Your assignment: Since the pictures are not wanted, copy only the text of every record exactly.

[Stored entries]
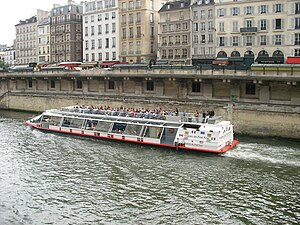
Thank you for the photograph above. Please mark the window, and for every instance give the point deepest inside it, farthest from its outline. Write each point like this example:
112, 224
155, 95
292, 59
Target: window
124, 33
249, 40
130, 47
202, 14
221, 26
107, 28
195, 26
210, 13
52, 84
297, 23
263, 9
138, 17
250, 88
138, 32
29, 83
130, 5
278, 39
93, 44
278, 24
221, 41
297, 39
106, 42
150, 85
235, 26
130, 32
235, 11
202, 24
79, 84
263, 24
221, 12
196, 87
263, 40
130, 18
249, 10
111, 85
297, 8
138, 4
113, 42
235, 41
278, 8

Answer to this task:
Thank you for the photograph above. Please mark the window, and for every instance give the point deepest inside it, farthest from its outline. Write each point like this example:
112, 224
155, 95
292, 59
Target: window
124, 33
249, 40
130, 47
202, 14
221, 26
107, 28
195, 26
210, 13
52, 84
297, 23
263, 9
138, 17
250, 88
138, 32
29, 83
130, 5
278, 39
93, 44
278, 24
221, 41
297, 39
106, 42
150, 85
235, 26
130, 32
235, 11
202, 24
79, 84
263, 24
221, 12
196, 87
263, 40
130, 18
249, 10
111, 85
297, 8
138, 4
113, 42
235, 41
278, 8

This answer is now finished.